What to work on
Rename "Query" to "Target" throughout the records below, and write them out again with everything else left unchanged.
++++++++
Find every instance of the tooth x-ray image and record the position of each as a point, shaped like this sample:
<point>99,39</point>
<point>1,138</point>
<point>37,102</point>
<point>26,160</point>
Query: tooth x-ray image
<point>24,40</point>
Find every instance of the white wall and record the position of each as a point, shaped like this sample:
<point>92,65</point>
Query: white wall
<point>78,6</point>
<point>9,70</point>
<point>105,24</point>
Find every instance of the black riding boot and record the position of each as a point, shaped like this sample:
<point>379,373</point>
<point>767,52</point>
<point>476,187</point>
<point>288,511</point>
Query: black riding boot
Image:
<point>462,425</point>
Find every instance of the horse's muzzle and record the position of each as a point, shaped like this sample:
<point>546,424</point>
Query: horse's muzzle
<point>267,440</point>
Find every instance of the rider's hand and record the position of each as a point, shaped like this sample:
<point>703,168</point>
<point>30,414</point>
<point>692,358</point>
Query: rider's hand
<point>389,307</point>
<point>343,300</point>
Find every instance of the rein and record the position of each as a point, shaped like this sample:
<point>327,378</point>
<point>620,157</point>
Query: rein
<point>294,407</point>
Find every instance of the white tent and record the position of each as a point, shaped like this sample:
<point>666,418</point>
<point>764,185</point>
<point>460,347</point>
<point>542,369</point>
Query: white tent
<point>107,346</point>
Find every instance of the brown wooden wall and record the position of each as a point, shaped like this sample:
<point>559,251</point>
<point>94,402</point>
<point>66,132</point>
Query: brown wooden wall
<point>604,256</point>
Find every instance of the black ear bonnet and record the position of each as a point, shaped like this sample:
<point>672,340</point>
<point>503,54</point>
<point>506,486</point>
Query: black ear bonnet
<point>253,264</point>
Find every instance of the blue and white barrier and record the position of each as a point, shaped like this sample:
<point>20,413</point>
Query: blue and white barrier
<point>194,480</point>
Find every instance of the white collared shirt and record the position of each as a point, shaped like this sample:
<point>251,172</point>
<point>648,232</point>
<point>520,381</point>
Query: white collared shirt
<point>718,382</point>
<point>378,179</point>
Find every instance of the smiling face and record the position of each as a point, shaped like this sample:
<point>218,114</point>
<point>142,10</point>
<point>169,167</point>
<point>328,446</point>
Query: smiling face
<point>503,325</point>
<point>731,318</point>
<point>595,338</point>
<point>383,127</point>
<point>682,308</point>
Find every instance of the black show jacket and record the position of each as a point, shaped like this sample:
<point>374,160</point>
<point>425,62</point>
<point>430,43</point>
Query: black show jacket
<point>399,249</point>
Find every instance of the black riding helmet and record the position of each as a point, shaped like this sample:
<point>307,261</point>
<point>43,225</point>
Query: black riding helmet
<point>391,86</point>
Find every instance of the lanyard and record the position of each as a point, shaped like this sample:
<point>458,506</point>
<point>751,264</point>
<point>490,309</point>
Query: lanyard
++++++++
Output
Find every instance of the tooth x-ray image and record the position of each as a point, shaped like this sample:
<point>99,39</point>
<point>1,138</point>
<point>37,102</point>
<point>26,160</point>
Target: tooth x-ray image
<point>24,40</point>
Find every instance of the white wall and record the position of each as a point, shaped like this sample:
<point>92,65</point>
Target: white wall
<point>78,6</point>
<point>9,70</point>
<point>105,24</point>
Find every instance of the black riding boot and record the position of each as a point, shaped like this sample:
<point>379,373</point>
<point>767,52</point>
<point>476,187</point>
<point>288,511</point>
Target: black riding boot
Image:
<point>462,425</point>
Find every instance of the horse's muzzle and record the position of each as a point, shaped like this sample:
<point>546,424</point>
Target: horse's muzzle
<point>267,440</point>
Find every instance of the rider's hand and record the position of each as a point, shaped like this sample:
<point>703,168</point>
<point>30,414</point>
<point>692,358</point>
Target: rider's hand
<point>389,307</point>
<point>343,300</point>
Find every instance of the rein and record the position of each as a point, shaped like this sample:
<point>327,378</point>
<point>620,157</point>
Target: rein
<point>294,407</point>
Find every instance of the white tent and record the position of each as a point, shaped like this sample:
<point>666,418</point>
<point>764,185</point>
<point>460,347</point>
<point>542,369</point>
Target: white tent
<point>107,346</point>
Find every instance of the brown wooden wall and record the position of each as a point, shaped like this sample:
<point>559,251</point>
<point>94,402</point>
<point>66,132</point>
Target: brown wooden wall
<point>604,256</point>
Find every instance of the black ear bonnet and record the position of each as a point, shaped like this sample:
<point>672,340</point>
<point>503,54</point>
<point>506,486</point>
Target: black ear bonnet
<point>253,264</point>
Find every instance of the blue and white barrier and record the position of each as a point, shaped like this sample:
<point>20,413</point>
Target: blue and white barrier
<point>194,480</point>
Find every instance of the white collared shirt and record the position of each as a point, shaped like this sample:
<point>251,172</point>
<point>648,232</point>
<point>520,381</point>
Target: white collared shirt
<point>718,382</point>
<point>378,179</point>
Find every instance of the smiling face and record the position of each as a point, shaped like this sample:
<point>218,114</point>
<point>142,10</point>
<point>169,167</point>
<point>328,446</point>
Target: smiling face
<point>503,325</point>
<point>731,318</point>
<point>595,338</point>
<point>383,127</point>
<point>682,308</point>
Find every instance of the black show jacket and record the position of each as a point, shaped like this sample:
<point>374,160</point>
<point>425,62</point>
<point>430,43</point>
Target: black show jacket
<point>399,249</point>
Find every instance of the black riding helmet and record the position of each as a point, shaped like this sample:
<point>307,261</point>
<point>43,225</point>
Target: black riding helmet
<point>391,86</point>
Find every instance of the lanyard and record the position of each as a point, shaped like this sample:
<point>458,506</point>
<point>751,264</point>
<point>490,309</point>
Target: lanyard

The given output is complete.